Source

Start

2. The process of claim 1 wherein the mixture is water free.
3. The process of claim 1 wherein the mixture further comprises
water in an amount less than 10% relative to the amount of vacuum
gas oil-immiscible phosphonium ionic liquid in the mixture on a
weight basis.
4. The process of claim 1 wherein the amount of polycyclic aromatic
hydrocarbon compounds is reduced by at least 25 wt %.
5. The process of claim 1 further comprising passing at least a
portion of the vacuum gas oil effluent to a hydrocarbon conversion
process.
6. The process of claim 1 further comprising washing at least a
portion of the vacuum gas oil effluent with water to produce a
washed vacuum gas oil stream and a spent water stream.
7. The process of claim 6 further comprising passing at least a
portion of the washed vacuum gas oil stream to a hydrocarbon
conversion process.
8. The process of claim 1 further comprising contacting the vacuum
gas oil-immiscible phosphonium ionic liquid effluent with a
regeneration solvent and separating the vacuum gas oil-immiscible
phosphonium ionic liquid effluent from the regeneration solvent to
produce an extract stream comprising the polycyclic aromatic
hydrocarbon compound and a regenerated vacuum gas oil-immiscible
phosphonium ionic liquid stream.
9. The process of claim 8 further comprising recycling at least a
portion of the regenerated vacuum gas oil-immiscible phosphonium
ionic liquid stream to the polycyclic aromatic hydrocarbon removal
contacting.
10. The process of claim 8 wherein the regeneration solvent
comprises water and the regenerated vacuum gas oil-immiscible
phosphonium ionic liquid stream comprises water.

End

Supplied information

Start

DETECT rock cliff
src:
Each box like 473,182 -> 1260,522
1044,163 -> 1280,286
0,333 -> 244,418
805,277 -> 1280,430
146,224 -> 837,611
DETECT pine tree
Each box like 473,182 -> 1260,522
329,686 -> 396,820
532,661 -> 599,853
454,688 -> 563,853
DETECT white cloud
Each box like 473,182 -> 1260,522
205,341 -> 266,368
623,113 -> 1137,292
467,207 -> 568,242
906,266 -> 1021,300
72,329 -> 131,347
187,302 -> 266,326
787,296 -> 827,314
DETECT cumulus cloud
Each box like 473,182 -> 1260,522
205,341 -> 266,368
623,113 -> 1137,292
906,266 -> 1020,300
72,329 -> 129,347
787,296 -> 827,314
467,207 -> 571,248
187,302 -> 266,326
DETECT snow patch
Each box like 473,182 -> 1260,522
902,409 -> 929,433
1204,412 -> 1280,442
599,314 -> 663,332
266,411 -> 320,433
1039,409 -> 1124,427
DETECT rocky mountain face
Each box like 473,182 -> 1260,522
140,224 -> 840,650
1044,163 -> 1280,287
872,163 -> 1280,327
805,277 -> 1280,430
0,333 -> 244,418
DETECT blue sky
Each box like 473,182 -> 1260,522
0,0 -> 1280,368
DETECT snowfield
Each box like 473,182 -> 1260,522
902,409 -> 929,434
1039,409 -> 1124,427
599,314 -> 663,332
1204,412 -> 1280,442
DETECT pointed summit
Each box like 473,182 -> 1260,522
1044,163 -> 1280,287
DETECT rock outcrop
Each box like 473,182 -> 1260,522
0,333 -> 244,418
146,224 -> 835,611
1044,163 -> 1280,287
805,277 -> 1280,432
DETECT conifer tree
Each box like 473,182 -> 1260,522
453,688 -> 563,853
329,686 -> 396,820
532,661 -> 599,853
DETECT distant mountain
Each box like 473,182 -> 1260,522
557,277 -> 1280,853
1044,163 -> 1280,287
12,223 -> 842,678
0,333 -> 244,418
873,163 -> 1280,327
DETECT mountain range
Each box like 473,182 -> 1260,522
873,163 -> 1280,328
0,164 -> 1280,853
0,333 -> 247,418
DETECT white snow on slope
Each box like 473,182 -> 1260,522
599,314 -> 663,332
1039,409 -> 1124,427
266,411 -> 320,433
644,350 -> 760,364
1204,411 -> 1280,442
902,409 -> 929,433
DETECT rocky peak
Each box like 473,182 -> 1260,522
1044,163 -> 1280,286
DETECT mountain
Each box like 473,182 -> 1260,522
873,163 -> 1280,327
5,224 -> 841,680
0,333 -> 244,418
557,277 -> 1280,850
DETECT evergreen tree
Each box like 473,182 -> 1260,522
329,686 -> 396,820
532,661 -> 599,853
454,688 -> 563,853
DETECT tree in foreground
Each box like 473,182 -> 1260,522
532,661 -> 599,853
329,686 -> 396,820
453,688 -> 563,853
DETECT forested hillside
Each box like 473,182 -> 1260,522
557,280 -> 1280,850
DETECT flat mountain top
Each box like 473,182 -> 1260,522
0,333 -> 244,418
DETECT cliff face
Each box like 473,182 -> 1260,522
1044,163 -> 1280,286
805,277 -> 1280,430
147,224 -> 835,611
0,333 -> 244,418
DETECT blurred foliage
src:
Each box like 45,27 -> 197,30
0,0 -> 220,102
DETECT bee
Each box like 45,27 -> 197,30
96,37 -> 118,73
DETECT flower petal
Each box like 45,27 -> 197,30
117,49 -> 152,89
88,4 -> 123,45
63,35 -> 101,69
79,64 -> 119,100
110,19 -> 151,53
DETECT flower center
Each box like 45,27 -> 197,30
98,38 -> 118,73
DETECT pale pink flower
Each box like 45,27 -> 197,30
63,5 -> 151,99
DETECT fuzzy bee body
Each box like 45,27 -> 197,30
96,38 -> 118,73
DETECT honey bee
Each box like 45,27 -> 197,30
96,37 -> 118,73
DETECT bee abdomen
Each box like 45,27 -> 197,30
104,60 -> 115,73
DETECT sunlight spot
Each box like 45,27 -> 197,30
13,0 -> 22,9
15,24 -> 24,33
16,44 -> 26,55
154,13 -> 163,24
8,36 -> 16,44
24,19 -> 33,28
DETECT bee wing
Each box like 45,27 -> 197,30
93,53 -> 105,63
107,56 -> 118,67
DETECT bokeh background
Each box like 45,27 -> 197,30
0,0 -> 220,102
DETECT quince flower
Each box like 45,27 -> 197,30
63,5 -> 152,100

End

Write the next claims in the patent text above on removing polycyclic aromatic hydrocarbons from vacuum gas oil, starting right after claim 10.

Task response
11. The process of claim 10 wherein the vacuum gas oil effluent
comprises vacuum gas oil-immiscible phosphonium ionic liquid,
further comprising washing at least a portion of the vacuum gas oil
effluent with water to produce a washed vacuum gas oil and a spent
water stream, the spent water stream comprising the vacuum gas
oil-immiscible phosphonium ionic liquid; wherein at least a portion
of the spent water stream is at least a portion of the regeneration
solvent.
12. The process of claim 11 further comprising drying at least a
portion of at least one of the regenerated vacuum gas
oil-immiscible phosphonium ionic liquid stream and the spent water
stream to produce a dried vacuum gas oil-immiscible phosphonium
ionic liquid stream.
13. The process of claim 12 further comprising recycling at least a
portion of the dried vacuum gas oil-immiscible phosphonium ionic
liquid stream to the polycyclic aromatic hydrocarbon compound
removal contacting step.
14. A process for removing a polycyclic aromatic hydrocarbon
compound from a vacuum gas oil comprising: (a) contacting the
vacuum gas oil comprising the polycyclic aromatic hydrocarbon
compound with a vacuum gas oil-immiscible phosphonium ionic liquid
to produce a mixture comprising the vacuum gas oil, and the vacuum
gas oil-immiscible phosphonium ionic liquid; (b) separating the
mixture to produce a vacuum gas oil effluent and a vacuum gas
oil-immiscible phosphonium ionic liquid effluent, the vacuum gas
oil-immiscible phosphonium ionic liquid effluent comprising the
polycyclic aromatic hydrocarbon compound; (c) washing at least a
portion of the vacuum gas oil effluent with water to produce a
washed vacuum gas oil stream and a spent water stream; (d)
contacting the vacuum gas oil-immiscible phosphonium ionic liquid
effluent with a regeneration solvent and separating the vacuum gas
oil-immiscible phosphonium ionic liquid effluent from the
regeneration solvent to produce an extract stream comprising the
polycyclic aromatic hydrocarbon compound and a regenerated vacuum
gas oil-immiscible phosphonium ionic liquid stream; and (e) drying
at least a portion of at least one of the vacuum gas oil-immiscible
phosphonium ionic liquid effluent, the spent water stream, and the
regenerated vacuum gas oil-immiscible phosphonium ionic liquid
stream to produce a dried vacuum gas oil-immiscible phosphonium
ionic liquid stream.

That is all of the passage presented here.